Exercise details: Transcribe the lines below without changing a single character.

(Records from a data collection)
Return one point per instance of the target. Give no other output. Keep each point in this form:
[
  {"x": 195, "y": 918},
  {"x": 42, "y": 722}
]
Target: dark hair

Answer in full:
Return one point per instance of the target. Give no other output. Keep each point in this form:
[
  {"x": 195, "y": 918},
  {"x": 42, "y": 722}
]
Target: dark hair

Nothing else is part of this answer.